** START OF Extracted material **
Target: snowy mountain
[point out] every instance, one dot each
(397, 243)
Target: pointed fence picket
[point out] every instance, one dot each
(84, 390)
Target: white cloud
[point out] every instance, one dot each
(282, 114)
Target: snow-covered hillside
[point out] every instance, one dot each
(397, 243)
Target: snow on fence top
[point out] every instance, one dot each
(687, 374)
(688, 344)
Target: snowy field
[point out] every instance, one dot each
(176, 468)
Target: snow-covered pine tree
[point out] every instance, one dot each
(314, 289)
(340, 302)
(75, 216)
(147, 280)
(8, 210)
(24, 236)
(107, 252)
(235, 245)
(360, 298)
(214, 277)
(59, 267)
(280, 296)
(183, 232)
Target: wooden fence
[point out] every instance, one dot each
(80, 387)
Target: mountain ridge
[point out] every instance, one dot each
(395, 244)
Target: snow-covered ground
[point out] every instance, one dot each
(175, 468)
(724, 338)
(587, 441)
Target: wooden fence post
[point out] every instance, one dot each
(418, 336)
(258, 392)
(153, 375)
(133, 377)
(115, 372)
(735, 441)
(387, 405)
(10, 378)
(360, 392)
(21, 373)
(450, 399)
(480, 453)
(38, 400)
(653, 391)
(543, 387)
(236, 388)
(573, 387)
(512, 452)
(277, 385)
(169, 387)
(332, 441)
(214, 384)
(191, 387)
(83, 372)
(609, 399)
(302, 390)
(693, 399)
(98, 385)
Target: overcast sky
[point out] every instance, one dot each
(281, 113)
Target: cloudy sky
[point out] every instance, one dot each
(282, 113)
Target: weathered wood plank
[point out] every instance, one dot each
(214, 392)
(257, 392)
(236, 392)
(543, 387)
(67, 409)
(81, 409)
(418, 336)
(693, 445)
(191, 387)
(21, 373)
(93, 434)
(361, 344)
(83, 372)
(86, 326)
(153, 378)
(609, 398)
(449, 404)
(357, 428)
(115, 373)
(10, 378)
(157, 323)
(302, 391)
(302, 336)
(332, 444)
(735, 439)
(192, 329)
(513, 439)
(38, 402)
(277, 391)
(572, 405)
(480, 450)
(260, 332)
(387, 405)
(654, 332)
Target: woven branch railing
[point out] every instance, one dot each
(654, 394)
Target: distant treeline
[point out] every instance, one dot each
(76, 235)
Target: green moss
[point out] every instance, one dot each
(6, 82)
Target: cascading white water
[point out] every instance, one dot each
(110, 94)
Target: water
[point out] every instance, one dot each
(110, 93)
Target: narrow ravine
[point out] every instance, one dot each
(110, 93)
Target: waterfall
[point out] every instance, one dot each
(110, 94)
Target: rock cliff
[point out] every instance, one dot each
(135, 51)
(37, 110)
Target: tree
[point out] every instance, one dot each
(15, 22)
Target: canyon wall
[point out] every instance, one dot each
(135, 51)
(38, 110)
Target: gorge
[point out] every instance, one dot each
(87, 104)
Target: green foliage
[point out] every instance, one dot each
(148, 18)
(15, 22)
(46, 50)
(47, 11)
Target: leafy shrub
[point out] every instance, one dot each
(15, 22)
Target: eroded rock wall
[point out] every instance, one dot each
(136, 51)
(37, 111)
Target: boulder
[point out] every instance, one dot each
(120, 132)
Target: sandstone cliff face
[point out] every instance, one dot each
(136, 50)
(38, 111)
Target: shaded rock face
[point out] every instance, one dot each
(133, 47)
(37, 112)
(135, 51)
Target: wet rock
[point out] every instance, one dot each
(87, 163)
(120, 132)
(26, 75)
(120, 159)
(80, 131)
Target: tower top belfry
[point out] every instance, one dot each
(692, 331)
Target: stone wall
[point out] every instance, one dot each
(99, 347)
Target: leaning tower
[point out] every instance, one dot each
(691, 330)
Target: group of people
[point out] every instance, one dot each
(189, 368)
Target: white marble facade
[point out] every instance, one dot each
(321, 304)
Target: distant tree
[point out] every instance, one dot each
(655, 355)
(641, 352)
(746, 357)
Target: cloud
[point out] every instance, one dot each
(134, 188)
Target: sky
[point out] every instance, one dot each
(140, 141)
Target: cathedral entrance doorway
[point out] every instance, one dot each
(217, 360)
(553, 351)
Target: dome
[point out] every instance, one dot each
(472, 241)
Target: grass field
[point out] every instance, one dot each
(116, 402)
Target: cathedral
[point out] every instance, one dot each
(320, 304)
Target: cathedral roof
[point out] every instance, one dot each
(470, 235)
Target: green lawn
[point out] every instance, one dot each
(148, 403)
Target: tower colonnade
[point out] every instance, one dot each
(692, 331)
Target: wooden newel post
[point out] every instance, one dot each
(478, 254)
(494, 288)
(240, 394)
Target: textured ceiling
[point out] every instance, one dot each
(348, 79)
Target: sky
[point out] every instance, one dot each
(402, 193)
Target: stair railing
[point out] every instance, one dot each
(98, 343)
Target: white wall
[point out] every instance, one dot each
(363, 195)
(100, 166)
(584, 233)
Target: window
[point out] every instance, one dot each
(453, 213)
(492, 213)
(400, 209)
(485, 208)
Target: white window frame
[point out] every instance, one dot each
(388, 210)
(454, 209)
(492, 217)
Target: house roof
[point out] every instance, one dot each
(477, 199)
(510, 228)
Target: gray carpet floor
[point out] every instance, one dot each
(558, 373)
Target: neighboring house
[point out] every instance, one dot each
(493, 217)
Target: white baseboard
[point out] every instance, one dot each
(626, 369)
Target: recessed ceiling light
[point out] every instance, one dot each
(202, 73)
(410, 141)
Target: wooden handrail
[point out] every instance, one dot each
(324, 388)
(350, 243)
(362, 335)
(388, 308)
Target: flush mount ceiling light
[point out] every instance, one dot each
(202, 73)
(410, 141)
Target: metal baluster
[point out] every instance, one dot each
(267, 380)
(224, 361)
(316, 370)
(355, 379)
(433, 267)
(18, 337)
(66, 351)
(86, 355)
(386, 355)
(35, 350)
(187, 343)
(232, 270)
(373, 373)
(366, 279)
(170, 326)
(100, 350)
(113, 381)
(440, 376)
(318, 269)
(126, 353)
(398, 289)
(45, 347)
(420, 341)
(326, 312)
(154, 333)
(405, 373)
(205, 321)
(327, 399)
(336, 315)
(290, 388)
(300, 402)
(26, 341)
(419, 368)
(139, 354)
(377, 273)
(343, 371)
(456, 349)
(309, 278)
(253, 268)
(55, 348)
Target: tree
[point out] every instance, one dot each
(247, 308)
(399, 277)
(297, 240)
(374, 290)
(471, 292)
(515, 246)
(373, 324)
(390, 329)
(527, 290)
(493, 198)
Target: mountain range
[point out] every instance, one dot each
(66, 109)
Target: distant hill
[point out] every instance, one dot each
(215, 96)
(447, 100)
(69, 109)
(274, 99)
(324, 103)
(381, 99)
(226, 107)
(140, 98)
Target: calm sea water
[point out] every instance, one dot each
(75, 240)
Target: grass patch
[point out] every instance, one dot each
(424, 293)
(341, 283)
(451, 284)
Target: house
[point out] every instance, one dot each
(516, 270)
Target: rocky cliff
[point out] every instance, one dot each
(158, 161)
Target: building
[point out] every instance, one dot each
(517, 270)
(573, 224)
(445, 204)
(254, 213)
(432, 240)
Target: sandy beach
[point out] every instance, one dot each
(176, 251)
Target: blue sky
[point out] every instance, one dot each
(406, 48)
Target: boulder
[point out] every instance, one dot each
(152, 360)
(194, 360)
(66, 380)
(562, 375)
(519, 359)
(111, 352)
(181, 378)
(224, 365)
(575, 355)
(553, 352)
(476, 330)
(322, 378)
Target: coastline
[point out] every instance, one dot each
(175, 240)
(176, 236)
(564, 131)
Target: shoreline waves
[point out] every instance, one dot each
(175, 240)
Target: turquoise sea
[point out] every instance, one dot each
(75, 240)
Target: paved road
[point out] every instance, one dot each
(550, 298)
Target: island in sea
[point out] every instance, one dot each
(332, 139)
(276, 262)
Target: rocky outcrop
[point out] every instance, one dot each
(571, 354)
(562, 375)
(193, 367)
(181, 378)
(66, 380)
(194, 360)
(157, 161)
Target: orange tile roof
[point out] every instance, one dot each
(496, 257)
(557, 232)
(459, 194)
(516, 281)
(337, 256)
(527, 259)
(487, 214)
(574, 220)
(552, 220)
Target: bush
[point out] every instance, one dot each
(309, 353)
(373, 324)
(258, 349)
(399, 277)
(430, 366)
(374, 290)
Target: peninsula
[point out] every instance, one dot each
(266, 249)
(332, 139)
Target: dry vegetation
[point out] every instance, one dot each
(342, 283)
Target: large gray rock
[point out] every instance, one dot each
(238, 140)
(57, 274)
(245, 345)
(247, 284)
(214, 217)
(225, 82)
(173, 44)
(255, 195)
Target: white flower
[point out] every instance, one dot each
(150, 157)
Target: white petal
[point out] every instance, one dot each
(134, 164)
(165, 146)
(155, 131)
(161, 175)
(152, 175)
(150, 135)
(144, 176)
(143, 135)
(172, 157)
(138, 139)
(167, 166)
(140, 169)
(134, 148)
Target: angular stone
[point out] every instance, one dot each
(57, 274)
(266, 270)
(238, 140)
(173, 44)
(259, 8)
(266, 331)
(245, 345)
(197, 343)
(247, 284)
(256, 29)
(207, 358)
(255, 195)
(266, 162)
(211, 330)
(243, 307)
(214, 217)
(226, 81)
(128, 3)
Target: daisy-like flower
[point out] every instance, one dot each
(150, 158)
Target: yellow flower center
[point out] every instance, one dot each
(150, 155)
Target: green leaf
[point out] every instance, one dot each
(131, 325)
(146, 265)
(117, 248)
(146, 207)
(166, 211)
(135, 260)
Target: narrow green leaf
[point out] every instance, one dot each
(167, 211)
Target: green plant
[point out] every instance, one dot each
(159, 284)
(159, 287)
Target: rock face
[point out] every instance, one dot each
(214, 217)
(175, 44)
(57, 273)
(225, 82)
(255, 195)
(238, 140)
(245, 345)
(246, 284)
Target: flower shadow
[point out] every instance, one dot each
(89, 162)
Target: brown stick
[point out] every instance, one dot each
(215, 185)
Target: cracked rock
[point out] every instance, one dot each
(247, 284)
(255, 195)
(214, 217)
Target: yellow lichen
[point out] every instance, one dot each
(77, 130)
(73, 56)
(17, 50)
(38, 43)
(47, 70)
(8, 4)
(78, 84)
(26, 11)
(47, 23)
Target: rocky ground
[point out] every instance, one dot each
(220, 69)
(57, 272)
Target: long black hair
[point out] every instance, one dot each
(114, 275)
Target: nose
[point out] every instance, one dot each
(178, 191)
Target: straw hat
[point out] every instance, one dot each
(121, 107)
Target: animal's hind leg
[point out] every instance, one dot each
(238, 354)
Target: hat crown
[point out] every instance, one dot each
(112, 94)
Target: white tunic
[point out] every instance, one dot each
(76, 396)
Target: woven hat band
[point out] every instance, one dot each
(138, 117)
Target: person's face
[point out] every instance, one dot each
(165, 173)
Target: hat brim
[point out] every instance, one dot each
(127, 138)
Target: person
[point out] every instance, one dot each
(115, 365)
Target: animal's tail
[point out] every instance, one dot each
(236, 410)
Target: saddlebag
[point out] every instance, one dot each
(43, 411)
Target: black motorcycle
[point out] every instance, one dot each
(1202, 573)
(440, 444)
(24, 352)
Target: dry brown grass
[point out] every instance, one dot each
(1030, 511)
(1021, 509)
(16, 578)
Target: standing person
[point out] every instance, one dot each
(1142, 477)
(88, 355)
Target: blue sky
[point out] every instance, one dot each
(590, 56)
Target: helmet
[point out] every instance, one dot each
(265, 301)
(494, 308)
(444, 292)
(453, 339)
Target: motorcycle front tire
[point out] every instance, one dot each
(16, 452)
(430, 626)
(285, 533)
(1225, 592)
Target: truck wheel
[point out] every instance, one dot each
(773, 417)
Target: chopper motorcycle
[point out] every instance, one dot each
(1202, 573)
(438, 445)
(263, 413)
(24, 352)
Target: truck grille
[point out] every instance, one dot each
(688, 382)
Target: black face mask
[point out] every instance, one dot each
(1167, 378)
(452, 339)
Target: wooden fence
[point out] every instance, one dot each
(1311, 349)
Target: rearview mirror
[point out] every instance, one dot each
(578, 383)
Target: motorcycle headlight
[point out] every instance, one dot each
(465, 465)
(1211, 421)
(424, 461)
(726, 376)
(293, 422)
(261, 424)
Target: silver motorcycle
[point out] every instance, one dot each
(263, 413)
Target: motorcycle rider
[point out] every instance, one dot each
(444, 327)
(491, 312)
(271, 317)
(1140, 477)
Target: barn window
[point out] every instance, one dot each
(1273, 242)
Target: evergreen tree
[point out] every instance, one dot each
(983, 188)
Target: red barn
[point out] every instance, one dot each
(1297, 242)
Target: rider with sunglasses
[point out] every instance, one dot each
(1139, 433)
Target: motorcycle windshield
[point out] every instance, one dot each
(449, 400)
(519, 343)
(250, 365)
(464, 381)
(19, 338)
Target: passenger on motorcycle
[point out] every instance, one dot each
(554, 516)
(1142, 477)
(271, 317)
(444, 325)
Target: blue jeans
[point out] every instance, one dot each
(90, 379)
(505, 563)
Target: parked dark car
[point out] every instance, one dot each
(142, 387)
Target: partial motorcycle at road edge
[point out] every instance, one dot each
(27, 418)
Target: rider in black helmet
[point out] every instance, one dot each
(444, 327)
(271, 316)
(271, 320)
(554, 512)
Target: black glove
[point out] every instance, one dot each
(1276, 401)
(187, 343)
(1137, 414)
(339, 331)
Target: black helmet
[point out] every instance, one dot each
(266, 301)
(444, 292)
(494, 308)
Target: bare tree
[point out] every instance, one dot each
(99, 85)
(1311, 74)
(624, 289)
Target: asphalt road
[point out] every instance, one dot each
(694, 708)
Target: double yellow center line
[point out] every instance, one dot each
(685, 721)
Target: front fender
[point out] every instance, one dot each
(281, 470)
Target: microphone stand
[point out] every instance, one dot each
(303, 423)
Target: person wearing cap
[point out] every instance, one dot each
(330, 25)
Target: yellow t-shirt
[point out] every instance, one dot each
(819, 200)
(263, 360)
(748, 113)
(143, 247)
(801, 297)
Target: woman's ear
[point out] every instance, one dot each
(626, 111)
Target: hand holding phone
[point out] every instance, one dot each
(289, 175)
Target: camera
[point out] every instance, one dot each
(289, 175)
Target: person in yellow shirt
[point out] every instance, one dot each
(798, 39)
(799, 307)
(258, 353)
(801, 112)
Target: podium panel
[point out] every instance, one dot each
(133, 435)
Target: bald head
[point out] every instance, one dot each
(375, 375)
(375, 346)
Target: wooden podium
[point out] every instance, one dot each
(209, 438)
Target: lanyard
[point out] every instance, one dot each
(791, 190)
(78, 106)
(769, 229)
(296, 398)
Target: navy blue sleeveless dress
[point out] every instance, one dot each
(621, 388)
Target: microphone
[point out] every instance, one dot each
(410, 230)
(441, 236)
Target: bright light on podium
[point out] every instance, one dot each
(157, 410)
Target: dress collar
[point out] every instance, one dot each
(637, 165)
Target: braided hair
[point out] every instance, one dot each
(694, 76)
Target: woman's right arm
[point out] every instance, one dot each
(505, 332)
** END OF Extracted material **
Exercise aim:
Please quote nothing but the lines from the line with "Target: front fender" through the end of the data above, exactly as written, ends included.

Completed task:
Target: front fender
[point out] every instance, one dot each
(281, 470)
Target: microphone stand
[point out] every instance, one dot each
(303, 423)
Target: person wearing cap
[point out] every instance, one dot each
(330, 25)
Target: yellow t-shirt
[point out] every instance, one dot each
(819, 200)
(263, 360)
(748, 113)
(143, 247)
(801, 297)
Target: woman's ear
[point out] every instance, one dot each
(626, 111)
Target: hand holding phone
[point out] every instance, one dot each
(289, 175)
Target: camera
[point out] every instance, one dot each
(289, 175)
Target: person in yellow shirt
[point out] every instance, one dot each
(798, 39)
(799, 307)
(258, 353)
(801, 112)
Target: podium panel
[point out] every instance, one dot each
(133, 435)
Target: bald head
[point out] every instance, one dot each
(375, 375)
(375, 346)
Target: wooden podium
[point out] every instance, one dot each
(209, 438)
Target: lanyard
[point out] every instance, one dot each
(791, 190)
(78, 106)
(769, 229)
(296, 398)
Target: navy blue sleeveless dress
[point out] every instance, one dot each
(621, 388)
Target: microphone
[point out] every instance, one dot each
(410, 230)
(441, 236)
Target: bright light on podium
[point out] every instance, one dot each
(157, 410)
Target: dress collar
[point out] every instance, one dot each
(637, 165)
Target: braided hair
[point out] every instance, one dot each
(694, 76)
Target: woman's right arm
[point out] every instance, one dot each
(505, 332)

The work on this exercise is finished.